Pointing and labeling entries

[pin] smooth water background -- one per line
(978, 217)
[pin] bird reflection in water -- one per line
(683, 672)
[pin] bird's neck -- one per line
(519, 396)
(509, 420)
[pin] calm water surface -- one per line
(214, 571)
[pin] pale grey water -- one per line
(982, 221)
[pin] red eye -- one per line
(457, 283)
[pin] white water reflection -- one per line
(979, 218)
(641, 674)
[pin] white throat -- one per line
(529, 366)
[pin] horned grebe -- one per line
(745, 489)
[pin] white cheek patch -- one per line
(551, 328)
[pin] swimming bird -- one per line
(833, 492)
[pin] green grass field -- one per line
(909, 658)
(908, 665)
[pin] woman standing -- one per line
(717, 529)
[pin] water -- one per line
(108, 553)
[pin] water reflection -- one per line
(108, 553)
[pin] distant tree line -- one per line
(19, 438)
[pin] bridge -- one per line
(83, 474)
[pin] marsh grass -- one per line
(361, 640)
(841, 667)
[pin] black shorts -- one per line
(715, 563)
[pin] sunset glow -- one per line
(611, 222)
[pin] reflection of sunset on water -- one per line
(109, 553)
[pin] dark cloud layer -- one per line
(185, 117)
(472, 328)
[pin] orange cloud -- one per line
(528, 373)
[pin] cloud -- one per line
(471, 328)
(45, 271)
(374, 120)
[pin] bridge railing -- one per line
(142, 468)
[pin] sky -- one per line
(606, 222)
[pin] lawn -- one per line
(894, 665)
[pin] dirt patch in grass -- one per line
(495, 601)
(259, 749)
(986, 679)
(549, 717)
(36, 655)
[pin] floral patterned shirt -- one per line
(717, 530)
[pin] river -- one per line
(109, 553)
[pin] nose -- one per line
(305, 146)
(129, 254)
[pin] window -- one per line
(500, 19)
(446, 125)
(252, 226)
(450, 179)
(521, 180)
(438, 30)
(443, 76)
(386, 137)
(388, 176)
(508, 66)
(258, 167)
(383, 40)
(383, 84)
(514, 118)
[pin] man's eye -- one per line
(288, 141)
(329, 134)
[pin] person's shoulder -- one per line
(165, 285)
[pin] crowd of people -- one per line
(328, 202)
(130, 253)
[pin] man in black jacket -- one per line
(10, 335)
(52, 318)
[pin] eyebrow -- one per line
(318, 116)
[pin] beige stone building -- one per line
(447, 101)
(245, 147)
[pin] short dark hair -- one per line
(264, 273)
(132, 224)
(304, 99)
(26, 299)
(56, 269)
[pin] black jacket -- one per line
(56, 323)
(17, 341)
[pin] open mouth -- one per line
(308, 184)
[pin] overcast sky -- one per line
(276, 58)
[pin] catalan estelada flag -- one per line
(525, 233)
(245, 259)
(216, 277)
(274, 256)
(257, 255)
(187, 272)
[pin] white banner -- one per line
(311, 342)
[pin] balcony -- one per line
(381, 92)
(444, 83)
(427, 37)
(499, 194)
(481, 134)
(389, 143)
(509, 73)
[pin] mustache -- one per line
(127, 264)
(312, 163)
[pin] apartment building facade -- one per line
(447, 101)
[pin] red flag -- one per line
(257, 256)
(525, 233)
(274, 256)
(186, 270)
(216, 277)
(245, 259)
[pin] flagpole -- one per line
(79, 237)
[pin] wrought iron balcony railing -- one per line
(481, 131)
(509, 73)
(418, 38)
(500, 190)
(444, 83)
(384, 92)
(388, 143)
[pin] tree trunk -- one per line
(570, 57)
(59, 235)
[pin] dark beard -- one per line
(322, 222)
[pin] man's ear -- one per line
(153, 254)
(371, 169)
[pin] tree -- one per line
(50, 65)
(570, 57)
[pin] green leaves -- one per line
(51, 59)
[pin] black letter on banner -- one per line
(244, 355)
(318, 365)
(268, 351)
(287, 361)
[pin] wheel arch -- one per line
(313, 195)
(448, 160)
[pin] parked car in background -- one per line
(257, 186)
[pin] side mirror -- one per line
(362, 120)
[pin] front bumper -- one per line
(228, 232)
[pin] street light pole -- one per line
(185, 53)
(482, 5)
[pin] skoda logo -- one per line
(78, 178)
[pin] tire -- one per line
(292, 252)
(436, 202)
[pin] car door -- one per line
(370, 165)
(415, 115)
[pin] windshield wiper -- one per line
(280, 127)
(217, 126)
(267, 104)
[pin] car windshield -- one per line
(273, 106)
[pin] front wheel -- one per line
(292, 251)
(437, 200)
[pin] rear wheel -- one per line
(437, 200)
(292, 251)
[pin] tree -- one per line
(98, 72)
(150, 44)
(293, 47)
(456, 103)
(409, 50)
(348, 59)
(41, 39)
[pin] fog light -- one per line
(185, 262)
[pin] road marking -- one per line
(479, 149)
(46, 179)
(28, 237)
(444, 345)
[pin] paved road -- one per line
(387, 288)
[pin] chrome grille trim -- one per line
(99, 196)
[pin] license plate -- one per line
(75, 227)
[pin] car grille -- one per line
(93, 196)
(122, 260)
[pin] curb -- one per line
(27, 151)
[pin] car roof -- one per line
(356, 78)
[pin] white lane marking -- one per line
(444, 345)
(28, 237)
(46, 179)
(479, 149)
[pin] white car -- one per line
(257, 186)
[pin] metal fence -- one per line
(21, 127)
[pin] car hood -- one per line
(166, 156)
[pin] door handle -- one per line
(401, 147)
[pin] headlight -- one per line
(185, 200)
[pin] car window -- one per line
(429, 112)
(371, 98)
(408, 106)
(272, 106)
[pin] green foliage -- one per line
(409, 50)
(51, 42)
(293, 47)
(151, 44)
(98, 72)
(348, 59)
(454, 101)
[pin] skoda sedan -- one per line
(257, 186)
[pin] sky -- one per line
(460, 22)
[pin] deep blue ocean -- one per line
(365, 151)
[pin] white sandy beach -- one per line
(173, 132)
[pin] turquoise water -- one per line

Challenge
Nothing in the data may differ; print all of it exactly as written.

Right answer
[pin] smooth water background -- one per line
(978, 217)
[pin] bird reflection in water -- one per line
(683, 672)
[pin] bird's neck -- one per line
(519, 396)
(509, 420)
[pin] calm water surface -- one per line
(214, 571)
[pin] pale grey water -- one per line
(982, 221)
[pin] red eye -- one per line
(457, 283)
[pin] white water reflection -- one per line
(979, 218)
(641, 674)
[pin] white throat -- one per line
(529, 366)
[pin] horned grebe -- one per line
(745, 489)
[pin] white cheek patch -- one per line
(551, 328)
[pin] swimming bird -- one per line
(833, 492)
[pin] green grass field -- one per line
(909, 658)
(908, 665)
[pin] woman standing -- one per line
(717, 529)
[pin] water -- one per line
(108, 553)
[pin] water reflection -- one per line
(108, 553)
[pin] distant tree line -- one per line
(19, 438)
[pin] bridge -- one per line
(83, 474)
[pin] marsh grass -- one per line
(361, 640)
(841, 667)
[pin] black shorts -- one per line
(715, 563)
[pin] sunset glow -- one per line
(611, 222)
[pin] reflection of sunset on water -- one per line
(109, 553)
[pin] dark cloud layer -- one per line
(185, 117)
(472, 328)
[pin] orange cloud -- one per line
(528, 373)
[pin] cloud -- one per line
(471, 328)
(45, 271)
(374, 120)
[pin] bridge railing -- one per line
(142, 468)
[pin] sky -- one per line
(606, 222)
[pin] lawn -- one per line
(894, 665)
[pin] dirt patch in grass -- one per line
(495, 601)
(259, 749)
(986, 679)
(549, 717)
(36, 655)
[pin] floral patterned shirt -- one per line
(717, 530)
[pin] river -- one per line
(109, 553)
[pin] nose -- one per line
(305, 146)
(129, 254)
[pin] window -- one per line
(500, 19)
(446, 125)
(252, 226)
(450, 179)
(521, 180)
(438, 30)
(443, 76)
(386, 137)
(388, 176)
(508, 66)
(258, 167)
(383, 40)
(383, 84)
(514, 118)
[pin] man's eye -- one per line
(288, 141)
(329, 134)
[pin] person's shoulder -- one per line
(165, 285)
[pin] crowd of people -- one per line
(328, 202)
(130, 253)
[pin] man in black jacket -- one per line
(10, 335)
(52, 318)
[pin] eyebrow -- one per line
(318, 116)
[pin] beige stone building -- one per line
(447, 101)
(245, 147)
[pin] short dark hair -- one per line
(264, 273)
(132, 224)
(304, 99)
(26, 299)
(56, 269)
[pin] black jacket -- one per line
(56, 323)
(17, 341)
[pin] open mouth -- one per line
(308, 184)
[pin] overcast sky -- one per line
(276, 58)
[pin] catalan estelada flag -- one per line
(525, 233)
(245, 259)
(216, 277)
(274, 256)
(257, 255)
(187, 272)
[pin] white banner -- one per line
(311, 342)
[pin] balcony -- one per line
(381, 92)
(444, 83)
(427, 37)
(499, 194)
(481, 134)
(389, 143)
(509, 73)
[pin] mustache -- one per line
(127, 264)
(312, 163)
[pin] apartment building facade -- one per line
(447, 101)
[pin] red flag -- one per line
(257, 256)
(525, 233)
(274, 256)
(186, 270)
(216, 277)
(245, 259)
[pin] flagpole -- one per line
(79, 237)
[pin] wrought iron balcony railing -- one per line
(481, 131)
(509, 73)
(418, 38)
(500, 190)
(444, 83)
(384, 92)
(388, 143)
[pin] tree trunk -- one per line
(570, 57)
(59, 235)
[pin] dark beard -- one per line
(322, 222)
[pin] man's ear -- one per line
(153, 254)
(371, 169)
[pin] tree -- one per line
(50, 65)
(570, 57)
[pin] green leaves -- one per line
(51, 59)
[pin] black letter on banner -- one per line
(244, 355)
(318, 365)
(268, 351)
(287, 361)
[pin] wheel arch -- one per line
(313, 195)
(448, 160)
[pin] parked car in background -- one per line
(257, 186)
[pin] side mirror -- one per line
(362, 120)
[pin] front bumper -- one per line
(228, 232)
[pin] street light pole -- one per line
(185, 53)
(482, 5)
[pin] skoda logo -- one per line
(78, 178)
[pin] tire -- one per line
(292, 252)
(436, 202)
[pin] car door -- one per line
(370, 165)
(415, 115)
[pin] windshield wiper -- one per line
(280, 127)
(217, 126)
(267, 104)
[pin] car windshield -- one per line
(273, 106)
[pin] front wheel -- one per line
(292, 251)
(437, 200)
[pin] rear wheel -- one per line
(437, 200)
(292, 251)
[pin] tree -- one per line
(98, 72)
(150, 44)
(293, 47)
(456, 103)
(409, 50)
(348, 59)
(41, 39)
[pin] fog light -- one per line
(185, 262)
[pin] road marking -- one per line
(479, 149)
(46, 179)
(28, 237)
(444, 345)
[pin] paved road -- one per line
(387, 288)
[pin] chrome grille trim -- one per line
(99, 196)
[pin] license plate -- one per line
(75, 227)
[pin] car grille -- one per line
(93, 196)
(122, 260)
[pin] curb -- one per line
(27, 151)
[pin] car roof -- one per line
(356, 78)
[pin] white lane marking -- one per line
(444, 345)
(28, 237)
(46, 179)
(479, 149)
[pin] white car -- one per line
(257, 186)
[pin] metal fence -- one per line
(21, 127)
[pin] car hood -- one per line
(166, 156)
[pin] door handle -- one per line
(401, 147)
[pin] headlight -- one per line
(185, 200)
[pin] car window -- one per line
(429, 112)
(371, 98)
(408, 106)
(272, 106)
[pin] green foliage -- one per line
(409, 50)
(51, 42)
(293, 47)
(151, 44)
(98, 72)
(348, 59)
(454, 101)
[pin] skoda sedan -- one per line
(257, 186)
[pin] sky -- one per line
(460, 22)
[pin] deep blue ocean -- one per line
(365, 151)
[pin] white sandy beach -- one per line
(173, 132)
[pin] turquoise water -- one per line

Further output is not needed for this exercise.